#### Goal
Copy out everything from the line containing "For each instance of the sky, drop" down to the end of the records, requests included, and raise every coordinate in the answers by 149.

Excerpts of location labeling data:
———

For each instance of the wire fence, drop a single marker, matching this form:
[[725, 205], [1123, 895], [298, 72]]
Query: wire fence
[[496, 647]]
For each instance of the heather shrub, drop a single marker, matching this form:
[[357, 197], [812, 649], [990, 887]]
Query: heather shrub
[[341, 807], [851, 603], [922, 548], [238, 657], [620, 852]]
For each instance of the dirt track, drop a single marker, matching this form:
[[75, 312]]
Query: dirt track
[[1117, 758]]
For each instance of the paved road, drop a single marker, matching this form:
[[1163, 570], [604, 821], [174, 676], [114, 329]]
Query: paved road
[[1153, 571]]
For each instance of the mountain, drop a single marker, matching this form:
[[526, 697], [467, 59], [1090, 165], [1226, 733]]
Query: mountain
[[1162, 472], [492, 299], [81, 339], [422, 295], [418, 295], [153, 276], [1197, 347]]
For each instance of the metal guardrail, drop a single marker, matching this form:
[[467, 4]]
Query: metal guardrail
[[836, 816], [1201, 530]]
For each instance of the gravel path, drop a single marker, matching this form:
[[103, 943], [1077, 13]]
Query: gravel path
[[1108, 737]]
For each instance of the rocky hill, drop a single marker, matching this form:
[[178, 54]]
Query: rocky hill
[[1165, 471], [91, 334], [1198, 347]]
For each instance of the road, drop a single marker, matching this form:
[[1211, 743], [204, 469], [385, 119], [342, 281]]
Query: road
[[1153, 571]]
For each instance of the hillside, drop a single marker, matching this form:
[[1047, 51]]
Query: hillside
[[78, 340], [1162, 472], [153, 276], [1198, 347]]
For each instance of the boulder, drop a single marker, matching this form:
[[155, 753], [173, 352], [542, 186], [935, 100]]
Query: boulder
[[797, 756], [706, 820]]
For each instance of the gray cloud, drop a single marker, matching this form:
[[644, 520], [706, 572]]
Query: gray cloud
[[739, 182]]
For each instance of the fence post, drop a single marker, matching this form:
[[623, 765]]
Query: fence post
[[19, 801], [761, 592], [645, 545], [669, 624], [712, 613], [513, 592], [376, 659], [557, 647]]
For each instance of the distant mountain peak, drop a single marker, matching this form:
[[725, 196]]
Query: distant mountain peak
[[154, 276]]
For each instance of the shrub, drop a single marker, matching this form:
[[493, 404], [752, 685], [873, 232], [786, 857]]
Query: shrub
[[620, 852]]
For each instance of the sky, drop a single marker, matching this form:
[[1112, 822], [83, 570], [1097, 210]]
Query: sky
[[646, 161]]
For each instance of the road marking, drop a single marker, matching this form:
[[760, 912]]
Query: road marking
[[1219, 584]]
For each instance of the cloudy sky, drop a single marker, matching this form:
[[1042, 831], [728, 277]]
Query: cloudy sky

———

#### Written solution
For each instance of the sky, drop a single marker, matching this form:
[[1112, 822], [83, 570], [1097, 210]]
Query: sky
[[795, 310]]
For each instance of the road marking, drop a single marker, matching this form:
[[760, 912]]
Query: road marking
[[1368, 733]]
For each instance of the cloudy sky, drop a single marker, matching this form:
[[1042, 831], [728, 277]]
Query: cloudy sky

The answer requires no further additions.